Shape boundary lines:

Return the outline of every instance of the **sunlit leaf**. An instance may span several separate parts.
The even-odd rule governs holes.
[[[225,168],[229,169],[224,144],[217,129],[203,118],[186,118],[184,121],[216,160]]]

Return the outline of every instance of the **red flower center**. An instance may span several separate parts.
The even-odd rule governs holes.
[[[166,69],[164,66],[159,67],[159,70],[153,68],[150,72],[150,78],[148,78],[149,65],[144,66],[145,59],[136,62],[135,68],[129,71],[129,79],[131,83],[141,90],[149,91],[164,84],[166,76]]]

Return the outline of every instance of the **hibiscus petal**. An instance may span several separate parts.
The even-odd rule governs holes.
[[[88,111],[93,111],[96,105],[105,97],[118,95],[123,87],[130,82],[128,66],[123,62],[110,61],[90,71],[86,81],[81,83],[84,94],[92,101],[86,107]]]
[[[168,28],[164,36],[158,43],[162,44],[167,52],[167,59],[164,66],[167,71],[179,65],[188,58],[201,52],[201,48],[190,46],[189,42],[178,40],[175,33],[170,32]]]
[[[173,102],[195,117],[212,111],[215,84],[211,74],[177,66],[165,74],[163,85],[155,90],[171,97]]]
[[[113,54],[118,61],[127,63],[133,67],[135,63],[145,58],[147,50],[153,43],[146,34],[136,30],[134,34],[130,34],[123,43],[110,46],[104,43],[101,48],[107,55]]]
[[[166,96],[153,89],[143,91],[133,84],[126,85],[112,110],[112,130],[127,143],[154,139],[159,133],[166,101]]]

Problem:
Copy every line from the one containing "Return the outline of every instance of the **hibiscus" down to the final line, keeping each one character for character.

Solution to the problem:
Return the outline of every instance of the **hibiscus petal**. An instance may span several separate parts.
The even-odd rule governs holes.
[[[88,111],[93,111],[96,105],[105,97],[118,95],[123,87],[130,82],[128,66],[123,62],[110,61],[90,71],[86,81],[81,83],[84,94],[92,101],[86,107]]]
[[[168,28],[164,36],[158,43],[162,44],[167,52],[167,59],[164,66],[167,71],[179,65],[188,58],[201,52],[201,48],[190,46],[189,42],[178,40],[175,33],[170,32]]]
[[[173,102],[195,117],[212,111],[215,84],[211,74],[177,66],[165,74],[163,85],[155,90],[171,97]]]
[[[113,54],[118,61],[127,63],[133,67],[135,63],[145,58],[147,50],[153,43],[146,34],[136,30],[134,34],[130,34],[123,43],[110,46],[104,43],[101,48],[107,55]]]
[[[166,96],[153,89],[143,91],[133,84],[126,85],[112,110],[112,130],[127,143],[154,139],[159,133],[166,101]]]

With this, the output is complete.